-- Start of PROVIDED INFORMATION --
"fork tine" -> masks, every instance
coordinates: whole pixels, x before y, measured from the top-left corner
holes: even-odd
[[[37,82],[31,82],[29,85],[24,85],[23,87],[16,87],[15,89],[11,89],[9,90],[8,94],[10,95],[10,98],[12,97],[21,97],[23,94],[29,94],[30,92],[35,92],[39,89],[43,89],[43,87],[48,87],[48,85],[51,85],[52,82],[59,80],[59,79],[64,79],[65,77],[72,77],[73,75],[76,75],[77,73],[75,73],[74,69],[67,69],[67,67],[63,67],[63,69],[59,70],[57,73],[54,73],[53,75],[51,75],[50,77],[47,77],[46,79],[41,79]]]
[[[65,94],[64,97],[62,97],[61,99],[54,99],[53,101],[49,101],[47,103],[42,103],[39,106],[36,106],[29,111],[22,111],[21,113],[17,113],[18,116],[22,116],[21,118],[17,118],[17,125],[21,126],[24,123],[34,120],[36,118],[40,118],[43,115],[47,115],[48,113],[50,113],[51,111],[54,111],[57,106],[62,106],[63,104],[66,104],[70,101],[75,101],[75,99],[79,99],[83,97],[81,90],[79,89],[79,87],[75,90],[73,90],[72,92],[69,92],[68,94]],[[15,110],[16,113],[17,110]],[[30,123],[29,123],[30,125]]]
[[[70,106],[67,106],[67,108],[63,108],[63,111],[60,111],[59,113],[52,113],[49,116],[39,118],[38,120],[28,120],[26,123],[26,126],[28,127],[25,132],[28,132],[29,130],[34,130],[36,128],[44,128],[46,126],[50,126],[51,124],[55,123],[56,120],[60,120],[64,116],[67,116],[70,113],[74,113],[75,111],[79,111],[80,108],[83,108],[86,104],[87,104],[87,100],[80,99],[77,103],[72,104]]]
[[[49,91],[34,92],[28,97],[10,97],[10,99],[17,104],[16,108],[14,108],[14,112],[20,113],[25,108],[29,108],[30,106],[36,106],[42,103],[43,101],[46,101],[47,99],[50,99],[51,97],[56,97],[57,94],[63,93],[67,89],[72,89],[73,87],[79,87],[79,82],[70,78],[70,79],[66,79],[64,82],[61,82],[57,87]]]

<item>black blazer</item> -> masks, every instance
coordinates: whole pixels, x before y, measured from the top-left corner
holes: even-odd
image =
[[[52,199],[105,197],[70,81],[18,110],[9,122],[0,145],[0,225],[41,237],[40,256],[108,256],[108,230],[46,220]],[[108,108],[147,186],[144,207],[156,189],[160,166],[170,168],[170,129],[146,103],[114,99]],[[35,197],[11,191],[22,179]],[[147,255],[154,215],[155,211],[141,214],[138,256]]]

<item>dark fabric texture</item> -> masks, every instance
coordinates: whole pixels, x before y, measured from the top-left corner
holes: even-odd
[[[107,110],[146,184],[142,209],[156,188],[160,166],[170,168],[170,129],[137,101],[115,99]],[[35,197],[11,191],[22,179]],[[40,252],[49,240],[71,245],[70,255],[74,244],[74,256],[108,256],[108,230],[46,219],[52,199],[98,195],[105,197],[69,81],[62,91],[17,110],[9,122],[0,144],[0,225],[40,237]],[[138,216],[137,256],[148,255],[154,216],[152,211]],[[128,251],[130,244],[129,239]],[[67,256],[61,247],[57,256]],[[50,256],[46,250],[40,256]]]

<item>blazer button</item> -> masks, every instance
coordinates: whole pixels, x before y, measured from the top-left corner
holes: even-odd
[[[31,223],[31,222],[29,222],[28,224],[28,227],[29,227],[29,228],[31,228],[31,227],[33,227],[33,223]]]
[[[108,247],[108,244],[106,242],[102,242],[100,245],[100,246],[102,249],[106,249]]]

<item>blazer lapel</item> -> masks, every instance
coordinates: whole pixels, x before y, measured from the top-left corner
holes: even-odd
-- End of PROVIDED INFORMATION --
▶ OBJECTIVE: Copy out every line of the data above, unchanged and in the same order.

▶ RESPONSE TO THE EXERCISE:
"fork tine" -> masks, every instance
coordinates: whole pixels, x before y, measured from the top-left corner
holes: even-odd
[[[37,82],[31,82],[29,85],[24,85],[23,87],[16,87],[15,89],[11,89],[9,90],[8,94],[10,95],[10,98],[12,97],[21,97],[23,94],[29,94],[30,92],[35,92],[39,89],[43,89],[43,87],[48,87],[48,85],[51,85],[52,82],[59,80],[59,79],[64,79],[65,77],[72,77],[73,75],[76,75],[77,73],[75,73],[74,69],[67,69],[67,67],[63,67],[63,69],[59,70],[57,73],[54,73],[53,75],[51,75],[50,77],[47,77],[46,79],[41,79]]]
[[[65,94],[64,97],[62,97],[61,99],[54,99],[53,101],[49,101],[47,103],[42,103],[39,106],[36,106],[29,111],[22,111],[21,113],[17,113],[18,116],[22,116],[21,118],[17,118],[17,125],[21,126],[24,123],[34,120],[36,118],[40,118],[43,115],[47,115],[48,113],[50,113],[51,111],[54,111],[57,106],[62,106],[63,104],[66,104],[70,101],[75,101],[75,99],[79,99],[83,97],[81,90],[79,89],[79,87],[75,90],[73,90],[72,92],[69,92],[68,94]],[[15,110],[16,113],[17,110]],[[30,123],[29,123],[30,125]]]
[[[70,106],[67,106],[67,108],[63,108],[63,111],[60,111],[59,113],[52,113],[49,116],[39,118],[38,120],[28,120],[26,123],[26,126],[28,127],[25,132],[28,132],[29,130],[34,130],[36,128],[44,128],[46,126],[50,126],[51,124],[55,123],[56,120],[60,120],[64,116],[67,116],[70,113],[74,113],[75,111],[79,111],[80,108],[83,108],[86,104],[87,104],[87,100],[80,99],[77,103],[72,104]]]
[[[49,91],[34,92],[28,97],[10,97],[10,99],[17,104],[16,108],[14,108],[14,112],[20,113],[25,108],[29,108],[30,106],[36,106],[42,103],[43,101],[46,101],[47,99],[50,99],[51,97],[56,97],[57,94],[63,93],[67,89],[72,89],[73,87],[79,87],[79,82],[70,78],[70,79],[66,79],[64,82],[61,82],[57,87]]]

<item>black blazer</item> -> masks, every instance
coordinates: whole pixels, x before y, measured from the top-left corner
holes: even-odd
image =
[[[52,199],[105,197],[70,81],[18,110],[9,122],[0,145],[0,225],[41,237],[40,256],[108,256],[108,230],[46,220]],[[108,108],[147,186],[144,207],[156,189],[160,166],[170,168],[170,129],[146,103],[114,99]],[[35,197],[11,191],[22,179]],[[147,255],[154,215],[155,211],[141,214],[138,256]]]

<item>dark fabric texture</item> -> masks, every instance
coordinates: whole pixels, x before y, measured from the top-left corner
holes: even-odd
[[[107,110],[146,184],[142,209],[156,188],[160,166],[170,168],[170,129],[137,101],[115,99]],[[35,197],[11,191],[22,179]],[[40,252],[49,240],[71,245],[70,255],[74,244],[74,256],[108,256],[108,230],[46,219],[52,199],[98,195],[105,197],[69,81],[62,91],[17,110],[9,122],[0,144],[0,225],[40,237]],[[138,216],[137,256],[148,255],[154,216],[152,211]],[[128,251],[130,244],[129,239]],[[67,256],[61,247],[57,256]],[[50,256],[46,250],[40,256]]]

<item>blazer button</item> -> masks, every instance
coordinates: whole pixels, x before y, measured from the top-left corner
holes: even-odd
[[[31,223],[31,222],[29,222],[28,224],[28,227],[29,227],[29,228],[31,228],[31,227],[33,227],[33,223]]]
[[[108,247],[108,244],[106,242],[102,242],[100,245],[100,246],[102,249],[106,249]]]

<item>blazer lapel</item> -> masks, every instance
coordinates: whole pixels, x before y, measured from the top-left corner
holes: even-odd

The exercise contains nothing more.